◆ **Travail demandé**
1. Répondez aux questions suivantes d'après le récit sur Flourens :
(a) Qui demanda au narrateur qui il était ?
(b) Dans quel véhicule le narrateur fut-il emmené vers Versailles ?
(c) Où le narrateur fut-il enfermé à l'arrivée ?
2. Reproduisez sans rien changer le passage du récit sur Flourens qui commence par « À la porte était » et se poursuit jusqu'à « mort, à mort ! ».
3. D'après le récit sur Flourens, pourquoi le narrateur est-il connu sous le titre d'aide-de-camp de Flourens ? Expliquez-le en une à trois phrases.

◆ **Texte du document**

◇ ◇ ◇ ◇ ◇ ◇ ◇

Ici je devrais m’arrêter, mais bien d’autres outrages attendaient, à Versailles, le cadavre de ce grand penseur révolution paire ; si je ne les avais vus de mes propres yeux, je n’y croirais pas.

Il est donc indispensable que je conduise le lecteur à Versailles, la ville infâme et maudite, pour raconter les faits jusqu’au moment où on me sépara du cadavre de Flourens.

Mon ami avait cessé de souffrir, ma grande souffrance commençait en ce moment. Le meurtrier de Flourens part, je restai à la merci des gendarmes qui hurlaient comme des hyènes autour de moi.

On me fit lever, et on me plaça debout à côté du cadavre de Flourens, pour être fusillé.

Un des gendarmes eut l’idée de m’adresser la parole ; lui ayant répondu avec horreur et dégoût, il fit pleuvoir sur moi une avalanche de coups et d’insultes.

Ce contre-temps me sauva la vie, un sous-lieutenant de gendarmerie, passant par là, demanda qui j’étais.

— « C’est l’aide-de-camp de Flourens ! » répondirent les gendarmes. C’est pour cela que je suis connu avec ce titre.

— C’est malheureux, dit le sous-lieutenant, ce n’était pas ici qu’il fallait le tuer, mais le fusiller à Versailles.

En parlant de moi, il dit : Garrottez-moi ce coquin comme il faut, on le fusillera demain à Versailles, avec d’autres canailles que nous avons faits prisonniers.

Je fus solidement garrotté comme il l’avait ordonné, on fit venir un tombereau avec du fumier, on me jeta sur les jambes le cadavre de mon pauvre ami.

Nous nous mimes en route pour Versailles, au milieu d’un escadron de gendarmes à cheval.

La nouvelle de l’arrivée de Flourens nous avait précédés.

À la porte était un régiment de soldats qui ignoraient sa mort, tiraient les baguettes de leurs fusils, pour le frapper.

Nous arrivâmes au milieu d’une population, ivre et féroce qui hurlait : À mort, à mort !

À la préfecture de police, je fus mis dans une chambre avec le cadavre de Flourens à mes pieds.

◇ ◇ ◇ ◇ ◇ ◇ ◇

◆ **Lignes**
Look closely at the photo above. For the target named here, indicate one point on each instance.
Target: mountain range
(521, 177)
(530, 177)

◇ ◇ ◇ ◇ ◇ ◇ ◇

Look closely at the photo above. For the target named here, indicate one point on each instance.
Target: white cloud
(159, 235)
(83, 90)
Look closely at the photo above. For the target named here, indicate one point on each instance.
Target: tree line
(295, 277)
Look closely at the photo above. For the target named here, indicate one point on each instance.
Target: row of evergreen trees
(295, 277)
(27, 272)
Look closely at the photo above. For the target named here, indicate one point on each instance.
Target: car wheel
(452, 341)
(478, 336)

◇ ◇ ◇ ◇ ◇ ◇ ◇

◆ **Corrigés**
1.
(a) Un sous-lieutenant de gendarmerie.
(b) Dans un tombereau avec du fumier.
(c) À la préfecture de police, dans une chambre, avec le cadavre de Flourens à ses pieds.

2.
À la porte était un régiment de soldats qui ignoraient sa mort, tiraient les baguettes de leurs fusils, pour le frapper.

Nous arrivâmes au milieu d’une population, ivre et féroce qui hurlait : À mort, à mort !

3. Un sous-lieutenant de gendarmerie demanda qui il était. Les gendarmes répondirent : « C'est l'aide-de-camp de Flourens ! » C'est de cette réponse que lui vient ce titre.